# Coordinate annotation records

---

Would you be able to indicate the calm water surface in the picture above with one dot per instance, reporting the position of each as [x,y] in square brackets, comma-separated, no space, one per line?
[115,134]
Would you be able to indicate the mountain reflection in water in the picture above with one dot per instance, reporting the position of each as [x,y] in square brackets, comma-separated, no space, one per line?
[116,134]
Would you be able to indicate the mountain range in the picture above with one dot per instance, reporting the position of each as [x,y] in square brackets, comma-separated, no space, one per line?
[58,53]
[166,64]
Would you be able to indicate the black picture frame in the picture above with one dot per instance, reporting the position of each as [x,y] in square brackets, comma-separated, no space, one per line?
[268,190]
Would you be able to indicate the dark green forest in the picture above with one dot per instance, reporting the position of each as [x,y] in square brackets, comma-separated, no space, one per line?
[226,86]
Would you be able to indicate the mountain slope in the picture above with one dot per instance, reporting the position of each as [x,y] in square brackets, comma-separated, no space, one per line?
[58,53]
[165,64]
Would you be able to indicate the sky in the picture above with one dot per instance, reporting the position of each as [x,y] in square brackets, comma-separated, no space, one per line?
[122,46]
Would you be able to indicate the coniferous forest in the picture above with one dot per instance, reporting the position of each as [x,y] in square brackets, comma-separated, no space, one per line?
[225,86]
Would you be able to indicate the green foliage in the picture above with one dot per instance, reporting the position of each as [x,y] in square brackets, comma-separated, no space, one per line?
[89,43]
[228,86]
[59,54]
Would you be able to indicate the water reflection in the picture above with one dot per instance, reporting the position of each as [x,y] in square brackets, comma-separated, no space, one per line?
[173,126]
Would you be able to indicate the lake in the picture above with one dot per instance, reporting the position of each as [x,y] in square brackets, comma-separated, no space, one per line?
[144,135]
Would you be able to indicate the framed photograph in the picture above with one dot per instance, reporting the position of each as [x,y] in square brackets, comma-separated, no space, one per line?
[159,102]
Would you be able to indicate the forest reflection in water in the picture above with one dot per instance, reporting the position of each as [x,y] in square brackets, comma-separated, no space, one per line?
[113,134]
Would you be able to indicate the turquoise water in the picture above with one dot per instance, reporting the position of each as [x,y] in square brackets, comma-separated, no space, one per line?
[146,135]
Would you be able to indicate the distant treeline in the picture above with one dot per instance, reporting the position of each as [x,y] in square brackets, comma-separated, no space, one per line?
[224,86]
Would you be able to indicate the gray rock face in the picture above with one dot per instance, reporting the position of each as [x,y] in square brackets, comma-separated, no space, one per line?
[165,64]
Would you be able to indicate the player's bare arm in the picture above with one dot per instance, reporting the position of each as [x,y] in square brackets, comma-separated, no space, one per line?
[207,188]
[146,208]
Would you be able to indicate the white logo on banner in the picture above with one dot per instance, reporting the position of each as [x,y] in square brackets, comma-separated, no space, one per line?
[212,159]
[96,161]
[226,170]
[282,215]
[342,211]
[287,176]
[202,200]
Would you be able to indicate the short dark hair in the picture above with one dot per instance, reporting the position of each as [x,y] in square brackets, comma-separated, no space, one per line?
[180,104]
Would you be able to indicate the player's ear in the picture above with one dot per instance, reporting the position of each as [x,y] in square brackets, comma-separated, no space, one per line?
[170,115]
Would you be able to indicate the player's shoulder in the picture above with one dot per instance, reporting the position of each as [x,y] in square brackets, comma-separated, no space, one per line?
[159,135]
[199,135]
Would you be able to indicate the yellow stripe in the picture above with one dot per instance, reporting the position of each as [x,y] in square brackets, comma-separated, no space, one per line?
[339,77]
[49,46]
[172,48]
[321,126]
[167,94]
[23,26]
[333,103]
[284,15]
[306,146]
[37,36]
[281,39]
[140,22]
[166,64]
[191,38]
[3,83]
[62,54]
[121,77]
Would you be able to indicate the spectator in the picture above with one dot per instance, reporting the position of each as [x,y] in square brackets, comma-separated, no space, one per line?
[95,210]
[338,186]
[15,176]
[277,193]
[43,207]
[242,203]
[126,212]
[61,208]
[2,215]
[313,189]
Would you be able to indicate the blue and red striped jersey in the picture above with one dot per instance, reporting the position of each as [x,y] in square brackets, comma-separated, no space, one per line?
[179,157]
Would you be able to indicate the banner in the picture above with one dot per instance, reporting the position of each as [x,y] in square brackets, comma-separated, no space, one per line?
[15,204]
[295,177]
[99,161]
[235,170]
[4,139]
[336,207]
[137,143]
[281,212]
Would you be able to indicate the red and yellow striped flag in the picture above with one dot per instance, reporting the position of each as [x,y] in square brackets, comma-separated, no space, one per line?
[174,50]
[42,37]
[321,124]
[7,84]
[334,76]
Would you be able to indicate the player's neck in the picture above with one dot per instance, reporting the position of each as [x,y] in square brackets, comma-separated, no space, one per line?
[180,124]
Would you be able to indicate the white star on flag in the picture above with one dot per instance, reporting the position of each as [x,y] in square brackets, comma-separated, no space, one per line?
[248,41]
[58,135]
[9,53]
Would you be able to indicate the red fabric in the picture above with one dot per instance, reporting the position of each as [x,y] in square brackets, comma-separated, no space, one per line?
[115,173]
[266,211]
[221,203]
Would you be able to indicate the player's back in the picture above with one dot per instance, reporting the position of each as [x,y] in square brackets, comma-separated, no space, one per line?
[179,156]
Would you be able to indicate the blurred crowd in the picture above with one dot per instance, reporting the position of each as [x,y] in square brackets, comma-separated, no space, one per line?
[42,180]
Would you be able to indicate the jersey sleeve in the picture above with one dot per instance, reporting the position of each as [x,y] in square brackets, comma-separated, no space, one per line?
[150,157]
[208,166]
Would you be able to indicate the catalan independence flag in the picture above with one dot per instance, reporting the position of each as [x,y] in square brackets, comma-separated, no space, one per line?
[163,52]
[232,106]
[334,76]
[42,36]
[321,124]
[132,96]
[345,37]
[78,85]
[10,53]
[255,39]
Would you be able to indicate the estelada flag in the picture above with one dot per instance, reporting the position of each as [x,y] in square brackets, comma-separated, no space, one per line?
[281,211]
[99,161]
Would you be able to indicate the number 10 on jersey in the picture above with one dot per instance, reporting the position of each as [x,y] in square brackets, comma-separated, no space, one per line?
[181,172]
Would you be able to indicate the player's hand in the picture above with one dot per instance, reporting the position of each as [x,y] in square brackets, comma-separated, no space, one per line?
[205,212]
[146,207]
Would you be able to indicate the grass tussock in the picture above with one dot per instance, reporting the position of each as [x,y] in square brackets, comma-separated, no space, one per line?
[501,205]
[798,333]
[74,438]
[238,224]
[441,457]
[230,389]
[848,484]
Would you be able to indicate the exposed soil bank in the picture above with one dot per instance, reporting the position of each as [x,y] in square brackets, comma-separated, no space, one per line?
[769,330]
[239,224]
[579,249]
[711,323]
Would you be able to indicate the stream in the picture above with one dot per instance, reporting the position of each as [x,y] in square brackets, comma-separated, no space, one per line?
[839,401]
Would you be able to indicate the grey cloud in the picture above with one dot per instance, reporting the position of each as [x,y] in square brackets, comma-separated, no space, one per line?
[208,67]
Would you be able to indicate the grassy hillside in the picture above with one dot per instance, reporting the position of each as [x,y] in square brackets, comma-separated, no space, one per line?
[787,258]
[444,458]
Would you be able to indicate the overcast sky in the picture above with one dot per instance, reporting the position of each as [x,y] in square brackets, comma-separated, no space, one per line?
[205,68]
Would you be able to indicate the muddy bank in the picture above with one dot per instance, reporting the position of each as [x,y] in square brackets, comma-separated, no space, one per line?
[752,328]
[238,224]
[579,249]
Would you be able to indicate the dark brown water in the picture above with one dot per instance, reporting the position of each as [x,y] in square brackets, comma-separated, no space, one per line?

---

# JOB
Write the listing out again, exactly as it reads.

# TASK RESPONSE
Would you be able to indicate the calm water surface in the picture above with one dot per instance, reporting the position of each as [x,y] in square brackets, comma-separated, no space, one per line?
[115,134]
Would you be able to indicate the mountain reflection in water in the picture above with one dot per instance, reporting the position of each as [x,y] in square brackets, comma-separated, no space, one per line?
[116,134]
Would you be able to indicate the mountain range in the picture above with one dot per instance, reporting the position of each as [x,y] in square brackets, comma-separated, no space, one per line?
[58,53]
[166,64]
Would you be able to indicate the black picture frame in the picture above with one dot per instance, reporting the position of each as [x,y] in square brackets, comma-separated, no space, one per line?
[268,190]
Would you be able to indicate the dark green forest in the picture above with one dot per instance, reporting the position of each as [x,y] in square brackets, comma-separated, no space, one per line?
[226,86]
Would you be able to indicate the mountain slope in the picture above with one dot per instance, reporting the position of each as [x,y] in square brackets, comma-separated, no space, one per line?
[58,53]
[165,64]
Would you be able to indicate the sky in the picture above with one dot per instance, reporting the position of each as [x,y] in square brackets, comma-separated, no space, one per line?
[122,46]
Would you be able to indicate the coniferous forest in the picture above with one dot per instance, reporting the position of each as [x,y] in square brackets, comma-separated, no space, one per line?
[225,86]
Would you be able to indicate the green foliage in the picture above with one dot per instance, reporting the position of each as [x,y] in square brackets, comma-separated, no space, one per line?
[89,43]
[228,86]
[59,54]
Would you be able to indicate the water reflection in the picture above with one dot per instance, reporting the position of each as [x,y] in square brackets, comma-separated, no space, one per line?
[173,126]
Would you be able to indicate the lake in the picture above with one dot per instance, reporting the position of each as [x,y] in square brackets, comma-separated, no space, one per line?
[144,135]
Would you be able to indicate the framed photograph in the picture above with one dot per instance, reporting the position of each as [x,y] in square brackets, comma-separated, no space, one per line?
[159,102]
Would you be able to indicate the forest reflection in water in the picture above with one dot per instance, reporting the position of each as [x,y] in square brackets, comma-separated, no space, one per line?
[113,134]
Would you be able to indicate the turquoise water in the picture above with one dot per instance, reporting the position of each as [x,y] in square brackets, comma-separated, no space, one per line?
[146,135]
Would you be able to indicate the distant treeline in the picture above with one dot per instance, reporting the position of each as [x,y] in square brackets, comma-separated, no space, one per line?
[224,86]
Would you be able to indicate the gray rock face in the picture above with one dot per instance, reporting the position of each as [x,y] in square brackets, comma-separated, no space, one per line?
[165,64]
Would you be able to indicate the player's bare arm in the picture above with one dot per instance, reporting the position of each as [x,y] in square brackets, comma-separated, no space, one per line?
[207,188]
[146,208]
Would you be able to indicate the white logo on banner in the picture above with one dot per instance, reporting the position of each as [x,y] in square brackets, comma-separated, no space, one per line?
[212,159]
[96,161]
[226,170]
[282,215]
[342,211]
[287,176]
[202,200]
Would you be able to indicate the short dark hair in the picture above with one dot per instance, reporting the position of each as [x,y] in square brackets, comma-separated, no space, one per line?
[180,104]
Would you be able to indicate the player's ear in the picture above with one dot per instance, reporting the position of each as [x,y] in square brackets, comma-separated, no space, one per line?
[170,115]
Would you be able to indicate the player's shoulder in the picture above with one dot per instance, reporting the position of each as [x,y] in square brackets, comma-separated, no space, one per line?
[159,135]
[199,135]
Would you be able to indicate the yellow stripe in the picture above with one dot per instance, reporting the position of each as [x,y] in square brackets, comma-separated, no space, one per line?
[339,77]
[49,46]
[172,48]
[321,126]
[167,94]
[23,26]
[333,103]
[284,15]
[306,146]
[37,36]
[281,39]
[140,22]
[166,64]
[191,38]
[3,83]
[62,54]
[121,77]
Would you be able to indicate the spectator in the picture above with one dot per instance, reporting the position of each as [x,y] in square brackets, comma-separated, no space, one per line?
[95,210]
[338,186]
[15,176]
[277,193]
[43,207]
[242,203]
[126,212]
[61,208]
[2,215]
[313,189]
Would you be able to indicate the blue and red striped jersey in the picture above with one dot per instance, reporting the position of each as [x,y] in square brackets, comma-separated, no space, one per line?
[179,157]
Would you be able to indicate the banner in the picture above with one dot per instance, reporting the position of each as [x,y] in square brackets, comma-separated, no space, one per line?
[15,204]
[295,177]
[99,161]
[235,170]
[4,139]
[336,207]
[137,143]
[281,212]
Would you be able to indicate the red and yellow striped flag in the picture above with one dot per instance, reporting the position of each as [x,y] in square brackets, comma-separated, no space, one per line?
[174,50]
[42,37]
[321,124]
[7,84]
[334,76]
Would you be able to indicate the player's neck in the picture above with one dot per instance, reporting the position of each as [x,y] in square brackets, comma-separated, no space, one per line?
[180,124]
Would you be able to indicate the white star on flag in the picture above with one dot per instance, reporting the position of each as [x,y] in square brackets, comma-separated, no space, one per line?
[248,41]
[58,135]
[9,53]
Would you be able to indicate the red fabric in the picture above with one dot per instance, reporting the position of each as [x,y] in square brackets, comma-separated, no space, one per line?
[115,173]
[266,211]
[221,203]
Would you be able to indicate the player's back in the picture above with one dot per instance, reporting the position of each as [x,y] in square brackets, comma-separated, no space, one per line?
[179,156]
Would you be able to indicate the blurred crowd in the picture above with one dot per instance, reporting the position of each as [x,y] in square brackets, comma-separated, no space, one per line?
[42,180]
Would you be able to indicate the jersey sleeve in the picture above with one dot per instance, reporting the position of each as [x,y] in square brackets, comma-separated, no space, one per line?
[150,157]
[208,166]
Would you be able to indicate the catalan independence flag in the picture above with one dot per instance, reporting the position of each as [x,y] in square brackets, comma-separated, no space, one per line?
[163,52]
[232,106]
[334,76]
[42,36]
[321,124]
[132,96]
[345,37]
[78,85]
[10,53]
[255,39]
Would you be able to indicate the estelada flag in the picture above with one dot per instance, reporting the position of each as [x,y] in square brackets, comma-separated, no space, one per line?
[281,211]
[99,161]
Would you be able to indicate the number 10 on jersey in the picture above with one dot per instance, reporting the position of each as [x,y] in square brackets, comma-separated, no space, one per line?
[181,172]
Would you be able to indicate the player's hand in the picture above with one dot per instance, reporting the position of each as [x,y] in square brackets, comma-separated, no space, one per line?
[205,212]
[146,207]
Would you be able to indicate the grass tussock in the picture above with one dot per instance, reporting the position of each as [x,y] in square brackets, comma-separated, no space, one per line?
[501,205]
[798,333]
[74,438]
[238,224]
[441,457]
[230,389]
[848,484]
Would you be able to indicate the exposed soil bank in the picture above with one dot per instance, reporting the position of each as [x,y] in square brackets, comma-separated, no space, one per line?
[769,330]
[239,224]
[579,249]
[711,323]
Would you be able to indicate the stream in the picture above with one dot per instance, reporting the position of each as [x,y] in square brackets, comma-separated, no space, one per line?
[839,401]
Would you be able to indicate the grey cloud in the picture above with one dot per instance, reporting the position of each as [x,y] in square brackets, comma-separated, no space, one per line?
[208,67]
Would you be able to indicate the grassy hillside in the picture above with one dot per instance, reporting the position of each as [x,y] in square brackets, comma-separated, no space, one per line?
[787,258]
[444,458]
Would you be able to indicate the overcast sky in the picture above with one dot per instance, reporting the position of each as [x,y] in square brackets, comma-separated, no space, one per line?
[205,68]
Would you be able to indicate the muddy bank in the picture above with one dot per instance, reporting the position of each as [x,y] in square brackets, comma-separated, no space, one per line?
[752,328]
[238,224]
[579,249]
Would you be able to indicate the dark brown water in the picture above with one dot per instance, reporting the position of each as [x,y] in square brackets, comma-separated, no space, one per line?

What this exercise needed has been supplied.